### [Passage provided]
Start of Block

New Britain's Innovation Park enters Phase 2 with high-tech computing center

Published on Monday, 29 July 2019 16:31
Written by Karla Santos

@KarlaSantosNBH

NEW BRITAIN – Although New Britain’s Energy & Innovation Park is still preparing to build its first phase, the Park has announced that after hailing action Monday by Connecticut Innovations (CI), it has secured its second phase, which is the computing center.

The first phase of the $1 billion green-energy and high-speed data center complex is a $100 million - 20-megawatt fuel cell. The first phase will include 44 Doosan fuel cells. The construction will begin in the fall and the project will take place at the Stanley Works campus.

“Last year, we launched this project to transform the historic home of Stanley Black & Decker into a first class center for high-tech jobs, high-speed data processing, and clean energy,” Mark Wick, a partner with EIP, LLC said in a press release. “Today’s action by Connecticut Innovations should be the final step in the development process.”

According to the announcing statement, the company will spend $300 million in Phase 2 to build and renovate the data center complex to ‘white space’ configuration, which will include high performing computers and servers to make a high performance computing center.

“CI just helped secure the data center’s competitive edge by approving a measure that will exempt the computing equipment from the state sales and use tax for 10 years,” Wick said in the release. “This will put us on par with 23 other states that are competing every day to attract national data center operators to their sites, and it will apply only to the computing equipment after nearly $400 million is spent on the bricks and mortar. This is the sign of a great public-private partnership, and we are very pleased.”

More than 3,000 direct and indirect jobs are expected to be created by EIP in the next 20 years. The project is also expected to generate $45 million in tax revenues for New Britain and more than $200 million for the State of Connecticut.

End of Block

### [Prompt]
Answer these from the article on New Britain's Energy & Innovation Park:
1. How many Doosan fuel cells will the first phase include?
2. How much will the company spend in Phase 2?
3. How many direct and indirect jobs is EIP expected to create in the next 20 years?

### [Given information]
Start of Block

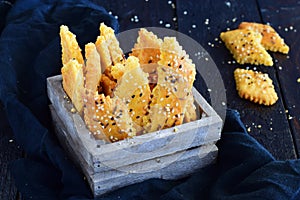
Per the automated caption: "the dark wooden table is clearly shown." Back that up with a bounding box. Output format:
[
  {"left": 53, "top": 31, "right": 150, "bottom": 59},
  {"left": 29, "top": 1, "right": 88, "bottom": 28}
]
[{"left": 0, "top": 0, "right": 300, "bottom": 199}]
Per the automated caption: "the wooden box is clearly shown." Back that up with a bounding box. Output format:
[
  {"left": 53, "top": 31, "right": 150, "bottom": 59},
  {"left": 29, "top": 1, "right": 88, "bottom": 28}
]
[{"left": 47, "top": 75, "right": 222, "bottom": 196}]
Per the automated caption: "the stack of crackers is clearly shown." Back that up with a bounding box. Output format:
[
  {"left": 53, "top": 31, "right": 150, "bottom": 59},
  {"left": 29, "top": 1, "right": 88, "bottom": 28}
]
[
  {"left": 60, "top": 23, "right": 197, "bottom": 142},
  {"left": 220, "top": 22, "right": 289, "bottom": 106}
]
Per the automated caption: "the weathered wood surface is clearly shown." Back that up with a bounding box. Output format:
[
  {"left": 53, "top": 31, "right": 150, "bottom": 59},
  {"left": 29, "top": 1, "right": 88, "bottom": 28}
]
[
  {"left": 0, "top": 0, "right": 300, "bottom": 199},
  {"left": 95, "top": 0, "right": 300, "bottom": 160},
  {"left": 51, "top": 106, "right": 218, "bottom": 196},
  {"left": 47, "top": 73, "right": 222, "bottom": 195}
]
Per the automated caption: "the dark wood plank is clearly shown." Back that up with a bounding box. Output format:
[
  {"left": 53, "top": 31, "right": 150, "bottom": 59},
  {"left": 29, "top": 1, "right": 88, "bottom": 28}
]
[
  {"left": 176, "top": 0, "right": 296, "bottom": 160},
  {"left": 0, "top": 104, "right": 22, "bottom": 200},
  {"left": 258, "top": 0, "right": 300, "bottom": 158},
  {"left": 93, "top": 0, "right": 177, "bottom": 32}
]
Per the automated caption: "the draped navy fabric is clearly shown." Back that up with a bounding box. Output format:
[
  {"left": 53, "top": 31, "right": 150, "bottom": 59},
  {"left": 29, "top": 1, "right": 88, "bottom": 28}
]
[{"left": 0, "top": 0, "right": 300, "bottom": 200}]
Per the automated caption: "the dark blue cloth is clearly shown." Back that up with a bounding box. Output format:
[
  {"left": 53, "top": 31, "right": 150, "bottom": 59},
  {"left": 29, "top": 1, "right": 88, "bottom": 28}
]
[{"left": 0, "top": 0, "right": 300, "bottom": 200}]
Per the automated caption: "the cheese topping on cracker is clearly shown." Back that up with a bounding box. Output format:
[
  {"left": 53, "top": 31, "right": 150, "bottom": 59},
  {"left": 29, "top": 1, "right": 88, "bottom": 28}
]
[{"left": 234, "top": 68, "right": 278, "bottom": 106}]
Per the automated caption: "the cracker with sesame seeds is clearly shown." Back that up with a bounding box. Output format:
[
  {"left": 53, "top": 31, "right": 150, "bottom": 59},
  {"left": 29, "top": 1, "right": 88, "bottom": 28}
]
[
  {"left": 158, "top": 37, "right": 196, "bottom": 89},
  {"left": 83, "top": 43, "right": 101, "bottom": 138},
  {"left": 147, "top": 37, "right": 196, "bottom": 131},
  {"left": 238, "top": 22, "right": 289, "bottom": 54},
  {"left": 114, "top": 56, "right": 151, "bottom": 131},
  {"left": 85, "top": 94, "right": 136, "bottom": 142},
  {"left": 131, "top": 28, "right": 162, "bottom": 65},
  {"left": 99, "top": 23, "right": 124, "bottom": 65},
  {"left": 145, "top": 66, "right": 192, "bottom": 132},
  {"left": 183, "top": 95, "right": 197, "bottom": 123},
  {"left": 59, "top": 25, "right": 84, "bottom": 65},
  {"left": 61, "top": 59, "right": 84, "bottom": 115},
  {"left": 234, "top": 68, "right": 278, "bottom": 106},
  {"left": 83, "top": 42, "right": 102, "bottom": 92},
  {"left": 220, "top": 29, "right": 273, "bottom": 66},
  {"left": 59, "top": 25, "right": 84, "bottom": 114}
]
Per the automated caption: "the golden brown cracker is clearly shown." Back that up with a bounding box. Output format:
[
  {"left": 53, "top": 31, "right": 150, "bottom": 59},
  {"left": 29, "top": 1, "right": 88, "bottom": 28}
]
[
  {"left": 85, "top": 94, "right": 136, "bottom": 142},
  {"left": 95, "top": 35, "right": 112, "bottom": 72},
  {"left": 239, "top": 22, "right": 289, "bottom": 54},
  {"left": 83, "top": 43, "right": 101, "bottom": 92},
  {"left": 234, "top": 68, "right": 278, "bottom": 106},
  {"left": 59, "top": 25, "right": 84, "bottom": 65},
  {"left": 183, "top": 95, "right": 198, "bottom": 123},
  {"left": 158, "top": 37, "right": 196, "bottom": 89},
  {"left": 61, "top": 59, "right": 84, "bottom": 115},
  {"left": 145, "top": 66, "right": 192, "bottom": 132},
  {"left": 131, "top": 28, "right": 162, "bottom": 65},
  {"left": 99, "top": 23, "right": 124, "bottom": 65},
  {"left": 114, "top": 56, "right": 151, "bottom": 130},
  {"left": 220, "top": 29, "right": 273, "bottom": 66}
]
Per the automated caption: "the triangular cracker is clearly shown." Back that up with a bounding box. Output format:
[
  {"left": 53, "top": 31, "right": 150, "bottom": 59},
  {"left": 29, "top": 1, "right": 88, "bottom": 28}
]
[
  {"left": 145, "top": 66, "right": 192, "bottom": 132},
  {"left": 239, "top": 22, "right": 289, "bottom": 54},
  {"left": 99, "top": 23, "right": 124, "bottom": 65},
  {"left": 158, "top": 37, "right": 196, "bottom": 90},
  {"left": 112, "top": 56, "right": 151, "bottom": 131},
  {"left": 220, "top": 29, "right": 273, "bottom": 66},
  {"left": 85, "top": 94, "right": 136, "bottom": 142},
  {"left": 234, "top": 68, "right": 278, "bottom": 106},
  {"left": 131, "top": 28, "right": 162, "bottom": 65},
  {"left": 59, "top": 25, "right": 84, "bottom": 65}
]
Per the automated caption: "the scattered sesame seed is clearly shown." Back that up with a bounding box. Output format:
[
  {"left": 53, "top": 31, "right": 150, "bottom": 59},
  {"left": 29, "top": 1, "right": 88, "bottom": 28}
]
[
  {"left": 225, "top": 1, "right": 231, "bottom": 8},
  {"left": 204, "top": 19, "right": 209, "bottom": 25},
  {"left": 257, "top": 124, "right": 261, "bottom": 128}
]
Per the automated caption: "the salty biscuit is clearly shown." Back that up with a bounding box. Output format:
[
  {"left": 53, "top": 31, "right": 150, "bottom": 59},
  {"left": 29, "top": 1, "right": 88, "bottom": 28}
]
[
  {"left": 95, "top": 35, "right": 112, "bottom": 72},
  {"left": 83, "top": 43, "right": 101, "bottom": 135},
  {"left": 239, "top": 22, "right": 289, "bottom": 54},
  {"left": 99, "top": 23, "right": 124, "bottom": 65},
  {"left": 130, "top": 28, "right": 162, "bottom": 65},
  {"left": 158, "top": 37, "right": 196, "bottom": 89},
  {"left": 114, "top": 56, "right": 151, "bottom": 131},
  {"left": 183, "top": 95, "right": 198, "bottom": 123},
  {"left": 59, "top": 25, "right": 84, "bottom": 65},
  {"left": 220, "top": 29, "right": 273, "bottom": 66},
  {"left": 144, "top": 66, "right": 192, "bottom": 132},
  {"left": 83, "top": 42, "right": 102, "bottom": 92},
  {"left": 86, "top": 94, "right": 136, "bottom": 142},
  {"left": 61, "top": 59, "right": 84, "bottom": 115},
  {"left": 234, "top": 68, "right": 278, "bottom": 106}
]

End of Block

### [Response]
1. 44
2. $300 million
3. More than 3,000